Aim of the task:
Go through the entries one line at a time, and gather every line that has the word "beige".

Recorded information:

▬▬▬▬▬▬

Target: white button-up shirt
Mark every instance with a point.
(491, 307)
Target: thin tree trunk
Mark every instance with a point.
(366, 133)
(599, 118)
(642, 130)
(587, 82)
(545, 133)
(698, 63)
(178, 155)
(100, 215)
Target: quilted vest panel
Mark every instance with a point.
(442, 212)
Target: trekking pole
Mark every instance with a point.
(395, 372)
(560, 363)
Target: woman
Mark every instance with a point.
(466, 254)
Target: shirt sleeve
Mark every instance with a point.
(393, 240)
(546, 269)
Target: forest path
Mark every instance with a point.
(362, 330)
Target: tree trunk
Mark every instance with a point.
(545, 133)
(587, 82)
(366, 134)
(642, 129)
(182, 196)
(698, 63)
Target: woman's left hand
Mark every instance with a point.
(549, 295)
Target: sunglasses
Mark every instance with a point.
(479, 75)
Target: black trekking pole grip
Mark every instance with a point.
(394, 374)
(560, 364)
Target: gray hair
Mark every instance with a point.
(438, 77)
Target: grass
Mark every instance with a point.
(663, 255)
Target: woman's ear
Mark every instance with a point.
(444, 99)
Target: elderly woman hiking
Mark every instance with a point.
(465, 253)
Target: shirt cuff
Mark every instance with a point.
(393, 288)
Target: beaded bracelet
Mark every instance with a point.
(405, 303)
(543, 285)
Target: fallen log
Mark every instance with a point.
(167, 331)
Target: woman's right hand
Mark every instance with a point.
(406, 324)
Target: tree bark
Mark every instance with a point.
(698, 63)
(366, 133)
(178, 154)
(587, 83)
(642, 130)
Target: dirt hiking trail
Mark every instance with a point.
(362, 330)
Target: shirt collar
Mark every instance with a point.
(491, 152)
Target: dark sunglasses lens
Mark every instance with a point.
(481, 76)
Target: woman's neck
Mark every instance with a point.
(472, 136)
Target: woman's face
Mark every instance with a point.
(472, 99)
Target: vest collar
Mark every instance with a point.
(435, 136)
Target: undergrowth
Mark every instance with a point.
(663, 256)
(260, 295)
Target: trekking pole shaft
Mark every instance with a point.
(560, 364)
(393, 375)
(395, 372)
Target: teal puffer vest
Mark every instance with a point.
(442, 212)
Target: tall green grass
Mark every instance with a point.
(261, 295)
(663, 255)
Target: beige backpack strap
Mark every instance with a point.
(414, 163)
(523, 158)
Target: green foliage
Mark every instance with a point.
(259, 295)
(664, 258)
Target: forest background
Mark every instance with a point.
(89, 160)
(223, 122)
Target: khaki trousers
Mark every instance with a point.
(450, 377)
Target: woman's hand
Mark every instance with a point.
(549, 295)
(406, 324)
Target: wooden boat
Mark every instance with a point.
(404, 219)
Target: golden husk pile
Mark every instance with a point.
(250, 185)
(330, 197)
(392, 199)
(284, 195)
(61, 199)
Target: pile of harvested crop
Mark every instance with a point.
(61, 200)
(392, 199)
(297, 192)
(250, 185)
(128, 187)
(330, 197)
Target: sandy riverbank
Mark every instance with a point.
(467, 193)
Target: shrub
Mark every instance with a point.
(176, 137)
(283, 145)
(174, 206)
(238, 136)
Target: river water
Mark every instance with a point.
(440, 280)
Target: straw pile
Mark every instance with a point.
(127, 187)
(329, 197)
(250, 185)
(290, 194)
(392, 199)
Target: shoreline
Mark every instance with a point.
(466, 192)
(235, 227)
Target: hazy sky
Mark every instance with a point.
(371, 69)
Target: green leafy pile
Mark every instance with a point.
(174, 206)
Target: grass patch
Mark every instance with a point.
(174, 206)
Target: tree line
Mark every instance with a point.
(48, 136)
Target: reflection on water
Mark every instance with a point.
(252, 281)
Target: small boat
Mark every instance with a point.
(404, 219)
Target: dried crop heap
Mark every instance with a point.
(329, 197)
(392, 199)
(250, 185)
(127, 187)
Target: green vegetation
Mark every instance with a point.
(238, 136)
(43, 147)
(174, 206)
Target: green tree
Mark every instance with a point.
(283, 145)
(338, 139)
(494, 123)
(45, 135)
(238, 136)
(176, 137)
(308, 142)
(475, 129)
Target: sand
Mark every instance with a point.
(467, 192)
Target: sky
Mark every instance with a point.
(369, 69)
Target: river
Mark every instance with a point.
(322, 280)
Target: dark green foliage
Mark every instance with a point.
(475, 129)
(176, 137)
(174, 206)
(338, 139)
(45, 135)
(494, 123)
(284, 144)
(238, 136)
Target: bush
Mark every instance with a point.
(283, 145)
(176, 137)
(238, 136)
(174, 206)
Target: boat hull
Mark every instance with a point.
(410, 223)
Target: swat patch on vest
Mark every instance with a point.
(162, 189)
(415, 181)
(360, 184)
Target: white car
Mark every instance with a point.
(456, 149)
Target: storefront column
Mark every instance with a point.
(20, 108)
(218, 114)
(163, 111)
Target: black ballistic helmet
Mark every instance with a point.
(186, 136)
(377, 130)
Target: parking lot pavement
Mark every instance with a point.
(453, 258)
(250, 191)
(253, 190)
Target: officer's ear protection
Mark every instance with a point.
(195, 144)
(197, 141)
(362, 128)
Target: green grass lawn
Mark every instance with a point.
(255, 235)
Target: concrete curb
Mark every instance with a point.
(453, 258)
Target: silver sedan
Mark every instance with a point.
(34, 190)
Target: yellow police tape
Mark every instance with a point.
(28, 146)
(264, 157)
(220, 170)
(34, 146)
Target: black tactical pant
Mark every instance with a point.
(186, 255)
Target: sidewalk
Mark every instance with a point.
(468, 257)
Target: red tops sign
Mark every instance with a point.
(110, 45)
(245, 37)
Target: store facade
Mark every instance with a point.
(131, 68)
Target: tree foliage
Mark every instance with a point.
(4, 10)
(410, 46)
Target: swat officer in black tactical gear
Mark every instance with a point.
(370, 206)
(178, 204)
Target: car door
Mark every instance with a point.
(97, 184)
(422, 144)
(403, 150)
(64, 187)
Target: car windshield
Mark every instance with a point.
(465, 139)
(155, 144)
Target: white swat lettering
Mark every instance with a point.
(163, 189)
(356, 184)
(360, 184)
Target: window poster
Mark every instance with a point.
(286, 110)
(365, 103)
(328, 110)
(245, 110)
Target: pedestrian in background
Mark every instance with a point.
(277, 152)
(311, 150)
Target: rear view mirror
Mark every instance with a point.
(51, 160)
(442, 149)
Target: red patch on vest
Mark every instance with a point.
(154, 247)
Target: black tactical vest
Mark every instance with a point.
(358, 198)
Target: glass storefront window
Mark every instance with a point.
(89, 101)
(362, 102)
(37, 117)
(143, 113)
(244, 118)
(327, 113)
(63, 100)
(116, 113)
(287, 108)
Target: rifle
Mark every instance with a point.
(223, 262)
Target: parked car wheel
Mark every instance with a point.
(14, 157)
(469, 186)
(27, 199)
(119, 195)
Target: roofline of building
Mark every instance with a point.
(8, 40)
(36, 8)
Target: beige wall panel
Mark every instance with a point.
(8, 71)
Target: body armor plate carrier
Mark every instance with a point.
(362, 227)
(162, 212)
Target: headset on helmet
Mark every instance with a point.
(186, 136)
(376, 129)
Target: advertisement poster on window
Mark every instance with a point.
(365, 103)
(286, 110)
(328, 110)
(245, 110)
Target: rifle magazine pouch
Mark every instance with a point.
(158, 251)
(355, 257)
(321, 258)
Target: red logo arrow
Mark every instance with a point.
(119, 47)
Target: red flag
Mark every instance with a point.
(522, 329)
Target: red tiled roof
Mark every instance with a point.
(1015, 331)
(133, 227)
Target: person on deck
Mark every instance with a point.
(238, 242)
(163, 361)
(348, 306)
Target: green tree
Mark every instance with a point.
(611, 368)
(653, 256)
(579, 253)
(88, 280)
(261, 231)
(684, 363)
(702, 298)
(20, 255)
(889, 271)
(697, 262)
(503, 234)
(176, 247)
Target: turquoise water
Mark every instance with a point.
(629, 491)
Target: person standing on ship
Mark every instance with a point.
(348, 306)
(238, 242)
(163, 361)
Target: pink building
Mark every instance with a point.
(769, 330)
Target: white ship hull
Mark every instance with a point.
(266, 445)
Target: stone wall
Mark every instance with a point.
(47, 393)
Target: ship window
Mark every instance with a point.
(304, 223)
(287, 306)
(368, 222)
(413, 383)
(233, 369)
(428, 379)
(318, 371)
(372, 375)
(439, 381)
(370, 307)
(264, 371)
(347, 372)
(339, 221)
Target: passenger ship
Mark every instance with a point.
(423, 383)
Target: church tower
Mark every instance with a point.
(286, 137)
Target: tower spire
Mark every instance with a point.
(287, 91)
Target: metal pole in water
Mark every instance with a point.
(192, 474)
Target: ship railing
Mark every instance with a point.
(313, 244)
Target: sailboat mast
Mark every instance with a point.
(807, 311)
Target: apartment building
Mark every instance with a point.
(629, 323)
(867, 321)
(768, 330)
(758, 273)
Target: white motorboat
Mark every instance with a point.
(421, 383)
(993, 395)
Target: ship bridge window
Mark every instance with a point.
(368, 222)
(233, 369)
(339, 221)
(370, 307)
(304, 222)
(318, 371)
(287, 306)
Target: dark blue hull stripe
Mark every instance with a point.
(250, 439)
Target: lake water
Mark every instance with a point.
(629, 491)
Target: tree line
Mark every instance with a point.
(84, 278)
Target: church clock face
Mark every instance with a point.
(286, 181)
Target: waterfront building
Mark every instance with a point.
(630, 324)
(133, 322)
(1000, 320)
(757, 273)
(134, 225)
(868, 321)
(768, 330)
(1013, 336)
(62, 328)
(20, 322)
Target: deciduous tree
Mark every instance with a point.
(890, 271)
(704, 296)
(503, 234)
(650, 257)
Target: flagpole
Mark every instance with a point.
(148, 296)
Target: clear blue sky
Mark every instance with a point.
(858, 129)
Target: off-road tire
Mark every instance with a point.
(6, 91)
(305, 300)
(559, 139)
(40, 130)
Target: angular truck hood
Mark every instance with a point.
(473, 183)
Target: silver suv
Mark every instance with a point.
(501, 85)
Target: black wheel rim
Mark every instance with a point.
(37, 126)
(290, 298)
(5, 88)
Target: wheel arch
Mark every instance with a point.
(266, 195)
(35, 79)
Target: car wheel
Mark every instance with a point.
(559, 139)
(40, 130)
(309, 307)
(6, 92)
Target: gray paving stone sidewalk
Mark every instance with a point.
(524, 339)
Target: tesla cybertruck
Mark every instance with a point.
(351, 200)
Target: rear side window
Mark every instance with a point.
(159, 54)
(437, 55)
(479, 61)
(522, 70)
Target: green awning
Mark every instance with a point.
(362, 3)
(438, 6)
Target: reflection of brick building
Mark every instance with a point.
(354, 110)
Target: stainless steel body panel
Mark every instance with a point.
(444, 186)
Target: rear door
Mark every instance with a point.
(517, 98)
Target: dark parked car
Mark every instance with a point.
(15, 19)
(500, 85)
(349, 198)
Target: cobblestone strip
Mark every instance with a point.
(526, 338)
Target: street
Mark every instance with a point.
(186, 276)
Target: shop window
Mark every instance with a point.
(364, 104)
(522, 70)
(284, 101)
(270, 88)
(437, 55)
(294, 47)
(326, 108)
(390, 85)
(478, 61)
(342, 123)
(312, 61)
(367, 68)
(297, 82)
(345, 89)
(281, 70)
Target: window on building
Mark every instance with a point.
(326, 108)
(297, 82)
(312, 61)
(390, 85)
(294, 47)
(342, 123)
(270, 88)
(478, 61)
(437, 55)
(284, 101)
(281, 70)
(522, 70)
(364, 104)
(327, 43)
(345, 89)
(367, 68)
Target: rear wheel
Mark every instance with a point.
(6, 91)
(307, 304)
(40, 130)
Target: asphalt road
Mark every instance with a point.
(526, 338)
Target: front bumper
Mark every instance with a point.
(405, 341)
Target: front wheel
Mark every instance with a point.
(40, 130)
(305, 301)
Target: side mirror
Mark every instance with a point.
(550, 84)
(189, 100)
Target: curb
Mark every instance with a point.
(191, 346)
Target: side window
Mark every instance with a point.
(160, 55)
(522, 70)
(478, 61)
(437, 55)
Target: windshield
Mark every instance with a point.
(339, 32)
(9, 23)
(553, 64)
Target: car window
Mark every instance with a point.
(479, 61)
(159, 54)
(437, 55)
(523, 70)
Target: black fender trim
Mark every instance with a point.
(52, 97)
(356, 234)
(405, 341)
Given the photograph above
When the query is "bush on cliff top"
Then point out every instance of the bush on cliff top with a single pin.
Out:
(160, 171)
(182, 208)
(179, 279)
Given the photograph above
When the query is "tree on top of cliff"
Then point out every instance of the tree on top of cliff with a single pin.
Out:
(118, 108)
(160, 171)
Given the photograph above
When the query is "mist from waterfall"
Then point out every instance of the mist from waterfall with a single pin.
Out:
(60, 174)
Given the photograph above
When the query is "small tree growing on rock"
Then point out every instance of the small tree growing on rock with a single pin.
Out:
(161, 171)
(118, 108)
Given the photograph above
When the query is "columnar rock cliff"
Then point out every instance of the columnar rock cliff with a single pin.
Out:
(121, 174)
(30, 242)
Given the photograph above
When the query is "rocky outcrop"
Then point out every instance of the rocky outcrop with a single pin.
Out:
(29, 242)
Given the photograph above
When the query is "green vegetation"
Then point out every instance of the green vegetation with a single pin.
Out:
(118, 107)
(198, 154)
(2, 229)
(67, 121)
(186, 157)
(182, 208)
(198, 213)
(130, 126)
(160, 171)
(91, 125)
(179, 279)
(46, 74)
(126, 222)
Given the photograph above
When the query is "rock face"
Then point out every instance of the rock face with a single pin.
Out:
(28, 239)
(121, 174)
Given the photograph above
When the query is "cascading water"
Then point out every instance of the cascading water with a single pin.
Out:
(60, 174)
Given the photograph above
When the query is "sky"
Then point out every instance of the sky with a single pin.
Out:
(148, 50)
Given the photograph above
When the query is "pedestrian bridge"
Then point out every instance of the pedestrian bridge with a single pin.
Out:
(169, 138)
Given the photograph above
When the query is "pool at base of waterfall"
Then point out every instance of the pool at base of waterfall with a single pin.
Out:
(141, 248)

▬▬▬▬▬▬

Written answer:
Target: beige backpack strap
Target: beige wall panel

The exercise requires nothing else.